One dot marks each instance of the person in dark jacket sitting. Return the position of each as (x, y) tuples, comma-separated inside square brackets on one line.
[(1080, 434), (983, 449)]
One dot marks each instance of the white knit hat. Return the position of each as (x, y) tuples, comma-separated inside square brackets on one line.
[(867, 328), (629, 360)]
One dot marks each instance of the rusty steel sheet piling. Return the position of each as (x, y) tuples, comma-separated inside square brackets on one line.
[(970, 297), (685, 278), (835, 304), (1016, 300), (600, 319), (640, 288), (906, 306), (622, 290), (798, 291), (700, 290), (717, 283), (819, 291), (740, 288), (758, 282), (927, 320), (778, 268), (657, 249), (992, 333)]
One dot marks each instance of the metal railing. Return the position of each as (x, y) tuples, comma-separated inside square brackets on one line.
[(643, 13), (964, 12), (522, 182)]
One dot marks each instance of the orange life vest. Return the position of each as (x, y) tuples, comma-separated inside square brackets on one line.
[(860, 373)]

* **Task description**
Every line of the listing must be written out again exactly.

* **Written answer**
One dot marks each instance of the person in dark jacket sitting. Return the position of each as (x, y) tuples, comma-separated inside square brackets on one line.
[(1080, 434), (983, 449)]
One dot marks each instance of the white knit hat. Return the position of each as (x, y) tuples, comma-separated inside square brackets on one line.
[(867, 328), (629, 360)]
One dot marks each instance of the rusty steel sheet piling. Return the position of each as (x, y) tuples, comma-separated inside square brackets on one line.
[(970, 297), (685, 278), (835, 304), (1016, 300), (600, 319), (640, 288), (906, 306), (622, 290), (798, 291), (700, 290), (717, 283), (819, 291), (740, 288), (758, 282), (927, 320), (778, 268), (657, 249), (992, 333)]
One dot marks each instance of the metal railing. Return the position of each as (x, y) tuples, comma-separated inside square brackets on one line.
[(643, 13), (964, 12), (522, 182)]
One dot marks each instance of the orange life vest. Return the position of each as (x, y) tuples, comma-separated inside square brackets on one line.
[(860, 373)]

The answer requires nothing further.